▶ WHAT THIS TASK INVOLVES
Please repeat every one of the entries below word for word, keeping each line unchanged.

▶ MATERIAL PROVIDED
━━━━

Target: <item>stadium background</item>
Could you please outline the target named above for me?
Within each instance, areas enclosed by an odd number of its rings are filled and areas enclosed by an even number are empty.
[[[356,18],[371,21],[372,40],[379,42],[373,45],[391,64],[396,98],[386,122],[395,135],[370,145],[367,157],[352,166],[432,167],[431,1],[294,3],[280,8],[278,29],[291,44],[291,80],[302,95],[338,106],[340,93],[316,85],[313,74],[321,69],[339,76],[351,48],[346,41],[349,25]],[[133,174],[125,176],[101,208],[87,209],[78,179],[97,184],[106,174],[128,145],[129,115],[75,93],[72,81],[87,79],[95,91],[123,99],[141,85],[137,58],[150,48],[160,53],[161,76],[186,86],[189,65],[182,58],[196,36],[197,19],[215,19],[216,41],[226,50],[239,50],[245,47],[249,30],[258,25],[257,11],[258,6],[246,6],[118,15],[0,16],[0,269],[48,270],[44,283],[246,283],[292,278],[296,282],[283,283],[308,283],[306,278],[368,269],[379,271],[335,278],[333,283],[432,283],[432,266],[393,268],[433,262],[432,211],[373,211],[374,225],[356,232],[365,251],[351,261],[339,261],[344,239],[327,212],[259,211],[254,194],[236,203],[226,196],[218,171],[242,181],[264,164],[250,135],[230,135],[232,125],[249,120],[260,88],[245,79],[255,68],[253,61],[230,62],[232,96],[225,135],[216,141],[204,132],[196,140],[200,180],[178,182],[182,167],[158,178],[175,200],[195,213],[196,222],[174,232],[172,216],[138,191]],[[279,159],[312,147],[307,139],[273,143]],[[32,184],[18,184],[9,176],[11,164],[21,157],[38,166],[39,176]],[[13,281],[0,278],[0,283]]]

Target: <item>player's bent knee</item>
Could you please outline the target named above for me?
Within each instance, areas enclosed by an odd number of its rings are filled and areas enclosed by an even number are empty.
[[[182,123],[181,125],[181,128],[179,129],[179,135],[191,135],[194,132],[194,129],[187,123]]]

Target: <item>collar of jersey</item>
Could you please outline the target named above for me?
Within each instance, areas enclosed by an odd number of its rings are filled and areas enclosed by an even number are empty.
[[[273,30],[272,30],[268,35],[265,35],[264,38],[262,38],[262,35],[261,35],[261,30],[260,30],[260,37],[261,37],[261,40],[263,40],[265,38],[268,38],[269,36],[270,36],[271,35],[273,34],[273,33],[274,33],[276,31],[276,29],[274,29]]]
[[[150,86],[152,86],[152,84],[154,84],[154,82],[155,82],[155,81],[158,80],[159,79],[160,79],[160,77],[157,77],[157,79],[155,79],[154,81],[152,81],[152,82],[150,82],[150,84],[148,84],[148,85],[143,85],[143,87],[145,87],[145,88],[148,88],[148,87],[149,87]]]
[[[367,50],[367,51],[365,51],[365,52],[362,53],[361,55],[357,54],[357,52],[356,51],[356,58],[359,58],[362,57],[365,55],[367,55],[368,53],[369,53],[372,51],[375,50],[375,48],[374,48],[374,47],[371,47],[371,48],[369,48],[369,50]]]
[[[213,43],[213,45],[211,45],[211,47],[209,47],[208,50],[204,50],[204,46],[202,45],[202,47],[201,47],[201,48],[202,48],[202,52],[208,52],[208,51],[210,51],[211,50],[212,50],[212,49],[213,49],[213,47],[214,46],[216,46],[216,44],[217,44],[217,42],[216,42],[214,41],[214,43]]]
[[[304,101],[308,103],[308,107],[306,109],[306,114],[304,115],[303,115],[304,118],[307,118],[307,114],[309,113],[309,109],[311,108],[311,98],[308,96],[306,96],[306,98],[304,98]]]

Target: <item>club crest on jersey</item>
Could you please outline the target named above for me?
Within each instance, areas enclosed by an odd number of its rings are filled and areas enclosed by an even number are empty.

━━━━

▶ ANSWER TO THIS TASK
Target: <item>stadium background</item>
Could you please outline the target named above for me?
Within each instance, areas enclosed by an odd number of its rings are filled and areas enclosed by an even number are empty.
[[[356,18],[371,21],[372,40],[379,42],[373,45],[391,64],[396,98],[386,122],[395,135],[370,145],[367,157],[352,166],[432,167],[431,1],[294,3],[280,8],[278,29],[291,44],[291,80],[302,95],[338,106],[340,93],[316,85],[313,74],[321,69],[339,76],[351,48],[346,41],[349,25]],[[133,174],[125,176],[101,208],[87,209],[78,179],[97,184],[106,174],[128,145],[129,115],[75,93],[72,81],[87,79],[95,91],[123,99],[141,85],[137,58],[150,48],[160,53],[161,76],[186,86],[189,65],[182,58],[196,36],[197,19],[215,19],[216,41],[226,50],[239,50],[245,47],[249,30],[258,25],[257,11],[258,6],[246,6],[118,15],[0,16],[0,269],[48,270],[44,283],[246,283],[292,278],[296,282],[283,283],[308,283],[306,278],[368,269],[379,271],[335,278],[333,283],[432,283],[432,266],[393,268],[433,262],[432,211],[373,211],[374,225],[356,232],[365,251],[351,261],[339,261],[344,239],[327,212],[259,211],[254,194],[236,203],[226,196],[218,171],[242,181],[264,164],[250,135],[230,135],[232,125],[249,120],[260,88],[245,79],[255,68],[253,61],[230,62],[232,96],[225,135],[216,141],[204,132],[196,140],[200,180],[178,182],[182,167],[158,178],[175,200],[195,213],[196,222],[174,232],[172,216],[138,191]],[[279,159],[312,147],[307,139],[273,143]],[[32,184],[18,184],[9,176],[11,164],[21,157],[38,166],[39,176]],[[13,281],[0,278],[0,283]]]

Target: <item>player's bent knee</item>
Could you please outline the target named above for me?
Within each instance, areas enclosed by an odd number of its rings are filled and areas enclosed by an even number are empty.
[[[182,123],[181,125],[181,128],[179,129],[179,135],[191,135],[194,132],[194,129],[187,123]]]

Target: <item>collar of jersey</item>
Could you please outline the target named above for me?
Within each instance, areas enclosed by an odd number of its rings are filled and areas enclosed by an even number are empty.
[[[273,30],[272,30],[268,35],[265,35],[264,38],[262,38],[262,35],[261,35],[261,30],[260,30],[260,37],[261,37],[261,40],[263,40],[265,38],[268,38],[269,36],[270,36],[271,35],[273,34],[273,33],[274,33],[276,31],[276,29],[274,29]]]
[[[150,86],[152,86],[152,84],[154,84],[154,82],[155,82],[155,81],[158,80],[159,79],[160,79],[160,77],[157,77],[157,79],[155,79],[154,81],[152,81],[152,82],[150,82],[150,84],[148,84],[148,85],[143,85],[143,87],[145,87],[145,88],[148,88],[148,87],[149,87]]]
[[[367,50],[367,51],[365,51],[365,52],[362,53],[361,55],[357,54],[357,52],[356,51],[356,58],[359,58],[362,57],[365,55],[367,55],[368,53],[369,53],[372,51],[375,50],[375,48],[374,48],[374,47],[371,47],[371,48],[369,48],[369,50]]]
[[[213,43],[213,45],[211,45],[211,47],[209,47],[208,50],[204,50],[204,46],[202,45],[202,47],[201,47],[201,48],[202,48],[202,52],[208,52],[208,51],[210,51],[211,50],[212,50],[212,49],[213,49],[213,47],[214,46],[216,46],[216,44],[217,44],[217,42],[216,42],[214,41],[214,43]]]
[[[304,101],[308,103],[308,107],[306,109],[306,114],[304,115],[303,115],[304,118],[307,118],[307,114],[309,113],[309,109],[311,108],[311,98],[308,96],[306,96],[306,98],[304,98]]]

Target: <item>club crest on jersey</item>
Could you please outline the target named above for me?
Within each instance, areas enclosed by an odd number of its rings are filled and areas enclosed by an even number are empty.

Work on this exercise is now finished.